━━ Excerpt provided

The COVID-19 pandemic caused enormous upheaval and upended the lives of billions. Those unprecedented shifts disrupted the sensitive system that makes the global economy work.
The global supply chain has struggled to keep things moving amidst these headwinds. There are numerous examples of stress throughout the system, from the energy industry to the massive cargo ships crisscrossing the ocean to the trucks that bring the goods bought from local stores.
Government data can pinpoint where some of the biggest roadblocks exist.
In January 2022, the Federal Reserve of New York created a Global Supply Chain Pressures index. This experimental index created by economists at the Federal Reserve of New York incorporates 27 metrics that measure cross-border transportation costs and country-level manufacturing data. This measure accounts for things like transportation costs, how long it takes for goods to arrive where they’re needed, the time for companies to fulfill an order, and how much inventory companies have built up.
The index is at zero when supply chain pressures are at the average of a specified time period. If supply chain pressures increase, the index’s value goes up. The higher the value, the more unusual the stress placed on the supply chain.
According to this data, the global supply chain has been remarkably steady since 1997. Before the pandemic, the index’s value rarely moved higher than one. Even natural disasters like the 2011 tsunami in Japan did not cause the Global Supply Chain Index’s value to exceed two or more.
Unlike a tsunami or an earthquake, the COVID-19 pandemic affected the entirety of the supply chain. The Global Supply Chain Index jumped to about 3.2 after China imposed lockdown measures in early 2020. It was a record high for the index at this point. After a brief decline in the summer of 2020, it rose even higher that winter and continued to increase throughout 2021. It peaked at a record high of 4.4 in October of 2021.
At the pandemic’s start, most Americans went into state-mandated lockdowns, causing a sharp decrease in spending across the board.
Spending on durable goods, such as appliances, rose 18% from quarter two to quarter three of 2020. Spending on nondurable goods, such as food and clothing, increased by 7% at the same time.
While service spending returned to normal by quarter two of 2021, spending on goods continued to grow. Durable goods spending rose 25.4% from the end of 2019 to the end of 2021. Nondurable goods purchases rose 12.2% during the same time.
The increase in goods spending meant more work for the supply chain, at a time when it was already under pressure due to the pandemic.

━━━━
━━ Extracted information

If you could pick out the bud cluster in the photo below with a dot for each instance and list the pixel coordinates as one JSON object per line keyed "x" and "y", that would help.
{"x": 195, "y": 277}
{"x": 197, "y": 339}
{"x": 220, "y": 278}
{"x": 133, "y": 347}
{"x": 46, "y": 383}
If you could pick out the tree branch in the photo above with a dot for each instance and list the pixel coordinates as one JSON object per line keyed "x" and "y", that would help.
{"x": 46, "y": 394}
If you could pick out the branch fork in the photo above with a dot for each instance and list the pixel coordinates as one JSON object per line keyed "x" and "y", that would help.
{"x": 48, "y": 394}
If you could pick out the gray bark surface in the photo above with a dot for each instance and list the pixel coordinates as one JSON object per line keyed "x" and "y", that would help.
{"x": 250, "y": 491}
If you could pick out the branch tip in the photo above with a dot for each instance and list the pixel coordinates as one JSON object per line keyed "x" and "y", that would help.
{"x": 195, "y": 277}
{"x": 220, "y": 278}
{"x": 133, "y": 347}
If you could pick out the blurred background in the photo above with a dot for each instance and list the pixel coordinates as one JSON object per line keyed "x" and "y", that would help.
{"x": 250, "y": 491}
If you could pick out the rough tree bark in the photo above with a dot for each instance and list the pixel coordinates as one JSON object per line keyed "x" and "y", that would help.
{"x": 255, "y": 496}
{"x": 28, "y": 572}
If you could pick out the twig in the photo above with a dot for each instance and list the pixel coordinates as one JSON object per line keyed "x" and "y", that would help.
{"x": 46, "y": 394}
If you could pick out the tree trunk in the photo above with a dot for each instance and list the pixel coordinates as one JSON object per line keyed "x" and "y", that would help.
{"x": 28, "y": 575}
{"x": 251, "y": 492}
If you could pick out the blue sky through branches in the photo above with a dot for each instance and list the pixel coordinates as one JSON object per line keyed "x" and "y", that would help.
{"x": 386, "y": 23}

━━━━

• [Work request 1]:
According to the supply chain text, what record value did the index peak at, and in which month?
• [Work request 2]:
In the supply chain text, rewrite the passage from "Spending on durable" to "to the pandemic.", replacing "appliances" with "furniture".
• [Work request 3]:
Pick up the supply chain text after its last sentence and keep writing.

• [Your response 1]:
It peaked at 4.4 in October 2021.

• [Your response 2]:
Spending on durable goods, such as furniture, rose 18% from quarter two to quarter three of 2020. Spending on nondurable goods, such as food and clothing, increased by 7% at the same time.
While service spending returned to normal by quarter two of 2021, spending on goods continued to grow. Durable goods spending rose 25.4% from the end of 2019 to the end of 2021. Nondurable goods purchases rose 12.2% during the same time.
The increase in goods spending meant more work for the supply chain, at a time when it was already under pressure due to the pandemic.

• [Your response 3]:
The Port of Los Angeles is the busiest seaport in the Western Hemisphere. In 2020, it managed $260 billion in cargo value, owned 17% of the market share nationally and 40% of the market share on the west coast.
When cargo ships arrive at the port, if there is no dock or berth available, they must wait, or anchor, until a spot opens up.
Before the pandemic, fewer than two ships on average waited at anchor, meaning they were within 40 miles of the port. Ships would then dock on a first-come-first-served basis. In October 2021, an average of 33 ships were waiting at anchor, and 17 were at dock. The Port of Los Angeles reports only on all ships within 40 miles. In mid-November of last year, ship crews started anchoring 150 miles off the coast due to environmental concerns. USAFacts omitted data following the change in ship tracking.
Ships also waited at anchor for longer as the pandemic continued. The average number of ships at anchor from October 2020 to October 2021 increased more than tenfold. In the first ten months of 2020, ships waited an average of five days at anchor and docked combined. By the end of October 2021, the average reached 23 days.
This backup is due to a variety of reasons, such as a lack of offloading equipment at US ports and a shortage of truck drivers picking up the merchandise.
While the shipping backlog increased, it also took longer for trucks to pick up goods from the port.
The delay between unloading a ship and pickup by truck grew longer after the onset of the pandemic. In 2019, the average time for a container to move from ship to truck at the Port of Los Angeles was 3.6 days. By 2021, the average delay time had risen to seven days.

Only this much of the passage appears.